[START Excerpted text]

Question

Let $ \mathbb{R} $ denote the set of all real numbers. Define the function $ f: \mathbb{R} \to \mathbb{R} $ by $$ f(x) = \begin{cases} 2 - 2x^2 - x^2 \sin\left(\frac{1}{x}\right), & \text{if } x \ne 0, \\ 2, & \text{if } x = 0. \end{cases} $$ Then which one of the following statements is TRUE?

• A. The function \( f \) is NOT differentiable at \( x = 0 \)
• B. There is a positive real number \( \delta \), such that \( f \) is a decreasing function on the interval \( (0, \delta) \)
• C. For any positive real number \( \delta \), the function \( f \) is NOT an increasing function on the interval \( (-\delta, 0) \)
• D. \( x = 0 \) is a point of local minima of \( f \)

Hint:

When dealing with piecewise functions involving oscillations like \( \sin(1/x) \), check differentiability by evaluating the derivative limits and use bounding to analyze continuity or extrema.

Answer 1

The Correct Option is C

Step 1: Analyze continuity at \( x = 0 \) \[ \lim_{x \to 0} f(x) = \lim_{x \to 0} \left[2 - 2x^2 - x^2 \sin\left(\frac{1}{x}\right)\right] \] Since \( -1 \le \sin\left(\frac{1}{x}\right) \le 1 \), \[ - x^2 \le x^2 \sin\left(\frac{1}{x}\right) \le x^2 \Rightarrow -x^2 \le -x^2 \sin\left(\frac{1}{x}\right) \le x^2 \] \[ -2x^2 - x^2 \le f(x) - 2 \le -2x^2 + x^2 \Rightarrow -3x^2 \le f(x) - 2 \le -x^2 \Rightarrow \lim_{x \to 0} f(x) = 2 \] So, \( f \) is continuous at \( x = 0 \).
Step 2: Check differentiability at \( x = 0 \) Let’s analyze: \[ f(x) = 2 - 2x^2 - x^2 \sin\left(\frac{1}{x}\right) \Rightarrow f'(x) = -4x - 2x \sin\left(\frac{1}{x}\right) + \cos\left(\frac{1}{x}\right) \] Here, \( \cos\left(\frac{1}{x}\right) \) oscillates as \( x \to 0 \) and does not converge. Hence, \( f \) is not differentiable at \( x = 0 \). 
Step 3: Examine local extrema We check the behavior of \( f(x) \) around 0: \[ f(x) = 2 - 2x^2 - x^2 \sin\left(\frac{1}{x}\right) \le 2 - x^2<2 = f(0) \Rightarrow f(x)<f(0) \text{ near } x = 0 \] So, \( x = 0 \) is actually a local maximum, not a local minimum. 
Step 4: Monotonicity Due to the oscillatory term \( \sin\left(\frac{1}{x}\right) \), the function is not monotonic in any neighborhood around 0. This rules out both strict increasing and decreasing nature in any interval \( (-\delta, 0) \) or \( (0, \delta) \).
Thus, the true statement is:
(C) For any positive real number \( \delta \), the function \( f \) is NOT an increasing function on the interval \( (-\delta, 0) \)

[END Excerpted text]

## Your tasks
A - From the worked solution, pull out the passage starting at "Step 2: Check" and ending at "a local minimum.".
B - According to the worked solution, why is x = 0 a local maximum of f and not a local minimum?

[START Information supplied]

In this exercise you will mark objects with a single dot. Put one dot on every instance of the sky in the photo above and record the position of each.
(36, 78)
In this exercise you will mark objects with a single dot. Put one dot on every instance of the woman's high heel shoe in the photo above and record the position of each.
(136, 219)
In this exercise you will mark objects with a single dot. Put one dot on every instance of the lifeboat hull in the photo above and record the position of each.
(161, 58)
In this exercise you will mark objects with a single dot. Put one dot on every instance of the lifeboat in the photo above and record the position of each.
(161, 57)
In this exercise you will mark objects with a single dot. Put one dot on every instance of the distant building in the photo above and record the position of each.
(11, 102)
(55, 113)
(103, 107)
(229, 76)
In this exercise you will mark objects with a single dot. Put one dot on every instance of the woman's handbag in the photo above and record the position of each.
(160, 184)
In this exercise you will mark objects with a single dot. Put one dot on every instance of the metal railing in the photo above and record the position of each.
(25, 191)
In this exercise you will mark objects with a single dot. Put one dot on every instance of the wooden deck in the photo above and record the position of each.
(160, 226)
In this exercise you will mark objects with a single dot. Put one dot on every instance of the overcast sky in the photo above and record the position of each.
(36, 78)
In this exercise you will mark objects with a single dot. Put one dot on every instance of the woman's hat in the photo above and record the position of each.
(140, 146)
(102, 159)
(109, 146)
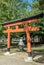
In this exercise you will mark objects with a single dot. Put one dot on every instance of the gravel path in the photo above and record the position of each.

[END Information supplied]

## Task solutions
A -
Step 2: Check differentiability at \( x = 0 \) Let’s analyze: \[ f(x) = 2 - 2x^2 - x^2 \sin\left(\frac{1}{x}\right) \Rightarrow f'(x) = -4x - 2x \sin\left(\frac{1}{x}\right) + \cos\left(\frac{1}{x}\right) \] Here, \( \cos\left(\frac{1}{x}\right) \) oscillates as \( x \to 0 \) and does not converge. Hence, \( f \) is not differentiable at \( x = 0 \). 
Step 3: Examine local extrema We check the behavior of \( f(x) \) around 0: \[ f(x) = 2 - 2x^2 - x^2 \sin\left(\frac{1}{x}\right) \le 2 - x^2<2 = f(0) \Rightarrow f(x)<f(0) \text{ near } x = 0 \] So, \( x = 0 \) is actually a local maximum, not a local minimum.

B - Near x = 0, the solution bounds f(x) by 2 − 2x² − x² sin(1/x) ≤ 2 − x², which is less than 2 = f(0). Since f(x) < f(0) for points near 0, x = 0 is a local maximum rather than a local minimum.